**SOURCE PASSAGE**
Further examination of ocean sea surface height response reveals that as the PMM propagates westward, it also generates forced downwelling oceanic Rossby waves (figs. S8 and S9), recharging the upper OHC (54). These Rossby waves arrive at the western boundary around August, where they reflect to become eastward-propagating Kelvin waves likely by September. These reflected Kelvin waves, lagging those generated by the equatorial westerly wind anomalies in August, further contribute to El Niño development (fig. S9).

Unlike the transient equatorial warming caused by the March MJO, which dissipates within 2 to 3 months, the NPO-generated PMM persists significantly longer, influencing ENSO evolution throughout the year. The mechanisms sustaining this persistence are examined in the next subsection.

We also compare the ocean-atmosphere response to the PNA with that to the NPO. Notably, the cyclonic circulation south of the weakened Aleutian Low, part of the PNA structure (fig. S10), generates meridional mode-like SST anomalies by reducing evaporation (Fig. 6, F and G). Located further south than the NPO’s southern lobe, this cyclonic circulation directly induces westerly wind anomalies on the equator (Fig. 6F), and the resulting meridional mode–like SST anomalies are orthogonal to those associated with the NPO, with a pattern correlation close to zero in April. The cold SST anomalies in the far eastern equatorial Pacific are also directly forced by the PNA-related circulation anomalies; these SST anomalies first amplify in April and then gradually decay.

Fig. 6. Ocean-atmosphere response to the March PNA.

Fig. 6.

**SOURCE EXCERPT**

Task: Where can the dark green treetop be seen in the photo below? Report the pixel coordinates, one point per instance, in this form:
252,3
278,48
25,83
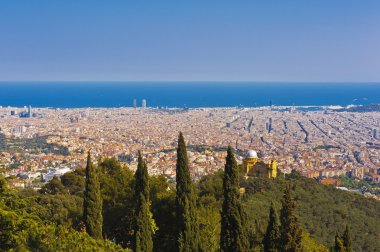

**INSTRUCTIONS FOR THE TASK**
Copy out the entire passage on Pacific climate modes and El Niño development word for word. The listing comes from a separate source.

**EXERCISE RESULT**
Further examination of ocean sea surface height response reveals that as the PMM propagates westward, it also generates forced downwelling oceanic Rossby waves (figs. S8 and S9), recharging the upper OHC (54). These Rossby waves arrive at the western boundary around August, where they reflect to become eastward-propagating Kelvin waves likely by September. These reflected Kelvin waves, lagging those generated by the equatorial westerly wind anomalies in August, further contribute to El Niño development (fig. S9).

Unlike the transient equatorial warming caused by the March MJO, which dissipates within 2 to 3 months, the NPO-generated PMM persists significantly longer, influencing ENSO evolution throughout the year. The mechanisms sustaining this persistence are examined in the next subsection.

We also compare the ocean-atmosphere response to the PNA with that to the NPO. Notably, the cyclonic circulation south of the weakened Aleutian Low, part of the PNA structure (fig. S10), generates meridional mode-like SST anomalies by reducing evaporation (Fig. 6, F and G). Located further south than the NPO’s southern lobe, this cyclonic circulation directly induces westerly wind anomalies on the equator (Fig. 6F), and the resulting meridional mode–like SST anomalies are orthogonal to those associated with the NPO, with a pattern correlation close to zero in April. The cold SST anomalies in the far eastern equatorial Pacific are also directly forced by the PNA-related circulation anomalies; these SST anomalies first amplify in April and then gradually decay.

Fig. 6. Ocean-atmosphere response to the March PNA.

Fig. 6.